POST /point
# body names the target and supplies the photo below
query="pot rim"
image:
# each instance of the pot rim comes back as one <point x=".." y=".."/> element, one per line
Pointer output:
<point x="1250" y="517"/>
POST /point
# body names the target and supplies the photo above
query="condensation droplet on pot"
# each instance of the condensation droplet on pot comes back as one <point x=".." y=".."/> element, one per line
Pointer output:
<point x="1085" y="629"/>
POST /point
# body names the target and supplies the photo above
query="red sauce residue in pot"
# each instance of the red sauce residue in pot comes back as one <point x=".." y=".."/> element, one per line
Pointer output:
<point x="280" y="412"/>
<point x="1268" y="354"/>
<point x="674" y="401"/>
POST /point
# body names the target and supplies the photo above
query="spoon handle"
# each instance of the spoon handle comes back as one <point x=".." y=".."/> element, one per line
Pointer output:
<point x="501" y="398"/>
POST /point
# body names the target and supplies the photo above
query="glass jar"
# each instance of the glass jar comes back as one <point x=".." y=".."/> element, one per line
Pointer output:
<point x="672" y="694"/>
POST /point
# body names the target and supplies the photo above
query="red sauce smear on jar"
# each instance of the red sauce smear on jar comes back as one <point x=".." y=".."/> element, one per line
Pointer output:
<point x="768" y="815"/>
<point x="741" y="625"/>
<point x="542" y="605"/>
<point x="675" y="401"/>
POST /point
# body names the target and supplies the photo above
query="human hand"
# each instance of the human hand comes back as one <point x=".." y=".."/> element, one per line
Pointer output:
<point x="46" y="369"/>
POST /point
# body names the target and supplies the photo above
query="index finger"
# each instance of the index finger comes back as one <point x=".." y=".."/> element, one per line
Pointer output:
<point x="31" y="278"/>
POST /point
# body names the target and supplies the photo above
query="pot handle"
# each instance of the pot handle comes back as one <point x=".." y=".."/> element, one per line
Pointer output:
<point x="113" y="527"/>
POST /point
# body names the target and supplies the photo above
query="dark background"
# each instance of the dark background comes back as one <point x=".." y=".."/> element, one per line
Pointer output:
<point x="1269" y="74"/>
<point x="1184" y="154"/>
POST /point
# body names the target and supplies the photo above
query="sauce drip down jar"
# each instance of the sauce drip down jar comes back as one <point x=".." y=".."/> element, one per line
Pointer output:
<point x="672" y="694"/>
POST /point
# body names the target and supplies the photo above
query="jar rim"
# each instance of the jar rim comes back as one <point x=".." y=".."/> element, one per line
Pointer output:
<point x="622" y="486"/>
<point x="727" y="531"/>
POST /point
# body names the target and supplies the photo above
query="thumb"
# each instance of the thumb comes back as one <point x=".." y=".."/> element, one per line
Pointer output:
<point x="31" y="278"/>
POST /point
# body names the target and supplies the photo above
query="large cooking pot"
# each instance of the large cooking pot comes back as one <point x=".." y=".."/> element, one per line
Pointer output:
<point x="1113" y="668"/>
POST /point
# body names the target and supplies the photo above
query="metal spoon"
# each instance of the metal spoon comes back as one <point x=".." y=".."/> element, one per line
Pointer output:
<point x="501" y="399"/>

---

Set down all of the data above, word for word.

POST /point
# body names the target and supplies the photo below
query="pot rim"
image:
# each instance of the pot rim comes back as one <point x=".." y=".."/> element, one per line
Pointer output:
<point x="1250" y="517"/>
POST /point
# body names the target and supplies the photo above
query="condensation droplet on pot"
# each instance of the condensation droplet on pot comes back as one <point x=".." y=".."/> element, one per line
Pointer output:
<point x="1085" y="629"/>
POST /point
# body names the target and supplies the photo above
query="red sauce residue in pot"
# each instance of the red sauce residue in pot comes back as one <point x=".." y=".."/> element, one per line
Pointer output:
<point x="280" y="412"/>
<point x="1268" y="354"/>
<point x="674" y="401"/>
POST /point
# body names the target and supplies the photo above
query="spoon handle"
# each instance of the spoon handle comes back as one <point x=".." y=".."/> element, one per line
Pointer output:
<point x="501" y="398"/>
POST /point
# body names the target and supplies the photo above
query="glass jar"
# each instance of the glass jar comes back as one <point x=".." y=".."/> element, one per line
Pointer output:
<point x="672" y="694"/>
POST /point
# body names the target and supplies the photo above
query="red sauce smear on jar"
# each instance of the red sauce smear on jar comes back as one <point x=".." y=".."/> element, one per line
Pointer output:
<point x="768" y="815"/>
<point x="741" y="625"/>
<point x="542" y="605"/>
<point x="675" y="401"/>
POST /point
# body names the target and supplies the photo above
query="human hand"
# each instance of the human hand comes back as one <point x=".." y=".."/> element, one per line
Pointer output:
<point x="46" y="369"/>
POST /point
# body names the target and supplies the photo above
query="index finger"
# each instance of the index finger comes back as one <point x=".." y=".."/> element, one per line
Pointer output:
<point x="31" y="278"/>
POST /point
# body names the target and supplies the photo above
query="pot handle"
# each instance of the pot handle comes back as one <point x=".." y=".."/> element, one per line
Pointer output:
<point x="113" y="527"/>
POST /point
# body names the target and supplies the photo above
query="dark background"
# each instance of the dark background comes back as one <point x=".." y=".."/> element, one per line
Pointer output:
<point x="1269" y="74"/>
<point x="1184" y="154"/>
POST /point
# body names the target and supplies the photo above
query="sauce drip down jar"
# each instance of the sauce drip down jar comes back as one <point x=".." y=".."/> element, one per line
Pointer output:
<point x="672" y="694"/>
POST /point
# body names the target and supplies the photo above
query="jar rim"
# each instance of the jar rim comes back as one <point x=".." y=".."/> element, one per line
Pointer output:
<point x="622" y="486"/>
<point x="727" y="531"/>
POST /point
# body names the target and supplies the photo above
query="thumb"
# each instance of the thumb comes back as one <point x=".." y=".."/> element, one per line
Pointer output:
<point x="31" y="278"/>
POST /point
# body names the target and supplies the photo above
query="large cooking pot"
# each instance of the large cooking pot comes back as one <point x=".." y=".."/> element, one per line
Pointer output:
<point x="1113" y="668"/>
POST /point
# body names the target and supplies the photo above
query="metal spoon"
# each instance of the metal spoon comes back as one <point x=".." y=".."/> element, one per line
Pointer output:
<point x="501" y="399"/>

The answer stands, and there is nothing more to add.